:: SUPPLIED RECORDS
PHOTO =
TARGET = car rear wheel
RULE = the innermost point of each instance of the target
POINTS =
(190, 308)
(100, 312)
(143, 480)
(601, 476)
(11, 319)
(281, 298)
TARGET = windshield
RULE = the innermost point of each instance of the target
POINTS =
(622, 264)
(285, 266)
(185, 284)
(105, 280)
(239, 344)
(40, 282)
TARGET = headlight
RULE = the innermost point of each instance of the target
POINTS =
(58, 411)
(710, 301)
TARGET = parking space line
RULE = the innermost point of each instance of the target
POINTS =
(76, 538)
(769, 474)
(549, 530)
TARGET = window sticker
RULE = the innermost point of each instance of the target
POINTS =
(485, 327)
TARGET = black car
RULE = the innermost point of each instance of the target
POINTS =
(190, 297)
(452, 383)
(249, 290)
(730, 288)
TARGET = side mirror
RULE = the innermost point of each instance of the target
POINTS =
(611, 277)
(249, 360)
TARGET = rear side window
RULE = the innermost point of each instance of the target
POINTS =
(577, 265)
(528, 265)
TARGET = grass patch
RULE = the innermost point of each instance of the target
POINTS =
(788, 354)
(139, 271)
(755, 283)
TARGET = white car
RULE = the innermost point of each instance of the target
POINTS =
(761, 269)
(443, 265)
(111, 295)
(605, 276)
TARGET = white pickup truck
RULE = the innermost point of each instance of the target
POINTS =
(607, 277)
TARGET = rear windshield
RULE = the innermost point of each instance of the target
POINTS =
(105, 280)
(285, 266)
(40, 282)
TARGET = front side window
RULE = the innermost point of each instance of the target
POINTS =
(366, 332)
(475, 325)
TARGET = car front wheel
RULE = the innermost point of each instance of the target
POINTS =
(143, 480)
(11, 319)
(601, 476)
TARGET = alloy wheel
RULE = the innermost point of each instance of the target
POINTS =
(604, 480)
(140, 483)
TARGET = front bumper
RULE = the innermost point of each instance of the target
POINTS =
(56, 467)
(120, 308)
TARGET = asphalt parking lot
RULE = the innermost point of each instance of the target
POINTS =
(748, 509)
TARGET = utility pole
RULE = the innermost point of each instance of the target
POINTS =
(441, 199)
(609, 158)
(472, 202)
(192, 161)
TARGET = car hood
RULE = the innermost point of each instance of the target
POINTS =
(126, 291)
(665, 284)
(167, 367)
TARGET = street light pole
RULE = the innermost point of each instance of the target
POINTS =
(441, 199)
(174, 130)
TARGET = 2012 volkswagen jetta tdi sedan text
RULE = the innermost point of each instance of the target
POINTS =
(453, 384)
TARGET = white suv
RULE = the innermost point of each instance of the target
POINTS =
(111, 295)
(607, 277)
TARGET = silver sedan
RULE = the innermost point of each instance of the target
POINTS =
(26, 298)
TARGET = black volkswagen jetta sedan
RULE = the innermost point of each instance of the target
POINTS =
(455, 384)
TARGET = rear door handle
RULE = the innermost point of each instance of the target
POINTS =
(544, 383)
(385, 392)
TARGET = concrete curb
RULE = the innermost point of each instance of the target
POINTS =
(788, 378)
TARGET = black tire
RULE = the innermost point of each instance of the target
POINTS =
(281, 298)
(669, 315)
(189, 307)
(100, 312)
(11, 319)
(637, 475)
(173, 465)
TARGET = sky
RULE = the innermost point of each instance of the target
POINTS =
::::
Retype every one of the items above, character for character, without changing anything.

__PROBLEM SOLUTION__
PHOTO =
TARGET = car rear wheel
RULE = the innermost point of each instance of the target
POINTS =
(190, 308)
(100, 312)
(143, 480)
(601, 476)
(11, 319)
(281, 298)
TARGET = windshield
RULE = the innermost point of each instance of the target
POINTS =
(622, 264)
(285, 266)
(185, 284)
(105, 280)
(239, 344)
(40, 282)
TARGET = headlight
RULE = the innermost point of each instance of the target
POINTS =
(58, 411)
(710, 301)
TARGET = parking space line
RULE = the innermost point of each instance of the target
POINTS =
(76, 538)
(769, 474)
(549, 530)
TARGET = window sticker
RULE = the innermost point of each instance of the target
POINTS =
(485, 327)
TARGET = black car
RULE = the innermost point of each instance of the target
POINTS =
(190, 297)
(452, 383)
(249, 290)
(730, 288)
TARGET = side mirror
RULE = the innermost point of each instance of the target
POINTS =
(611, 277)
(249, 360)
TARGET = rear side window
RULE = the innermost point of each instance of the target
POINTS =
(577, 265)
(528, 265)
TARGET = grass patch
RULE = the innermost point of each instance of the target
POINTS =
(788, 354)
(139, 271)
(755, 283)
TARGET = white car
RULE = the innermost point of each instance of the target
POINTS =
(761, 269)
(443, 265)
(111, 295)
(605, 276)
TARGET = white pickup truck
RULE = the innermost point of each instance of the target
POINTS =
(607, 277)
TARGET = rear windshield
RULE = the innermost point of each instance of the target
POINTS =
(105, 280)
(285, 266)
(40, 282)
TARGET = front side window
RULE = the innermost point of each instance of the target
POINTS =
(366, 332)
(475, 325)
TARGET = car front wheel
RULE = the innermost point of each instance of the target
POINTS =
(143, 480)
(11, 319)
(601, 476)
TARGET = alloy wheel
RULE = the innermost point of each instance of the target
POINTS =
(604, 480)
(140, 483)
TARGET = front bumper
RULE = the innermost point of each instance of the target
POINTS =
(56, 467)
(120, 308)
TARGET = asphalt parking lot
RULE = the innermost point of each instance of the target
POINTS =
(748, 509)
TARGET = utility pole
RULE = the innermost point of each instance of the target
POINTS =
(441, 199)
(609, 158)
(472, 202)
(192, 161)
TARGET = car hood
RULE = the innermost point of each instance of the target
POINTS =
(126, 291)
(665, 284)
(167, 367)
TARGET = street light pole
RULE = the innermost point of each instance of the target
POINTS =
(441, 199)
(174, 130)
TARGET = 2012 volkswagen jetta tdi sedan text
RULE = the innermost point of each instance of the target
POINTS =
(453, 384)
TARGET = white suv
RULE = the innermost point of each instance of the target
POINTS =
(111, 295)
(607, 277)
TARGET = silver sedan
RULE = the innermost point of each instance of the target
POINTS =
(26, 298)
TARGET = black volkswagen jetta sedan
RULE = the innermost point of each instance of the target
POINTS =
(455, 384)
TARGET = rear door handle
RULE = the innermost point of each instance of the target
POINTS =
(544, 383)
(385, 392)
TARGET = concrete curb
RULE = the innermost point of each instance of the target
POINTS =
(788, 378)
TARGET = black tire
RULE = the innermost point of each instance of the target
POINTS =
(281, 298)
(669, 315)
(189, 307)
(100, 312)
(11, 319)
(637, 475)
(173, 465)
TARGET = sky
RULE = the innermost point of each instance of the target
POINTS =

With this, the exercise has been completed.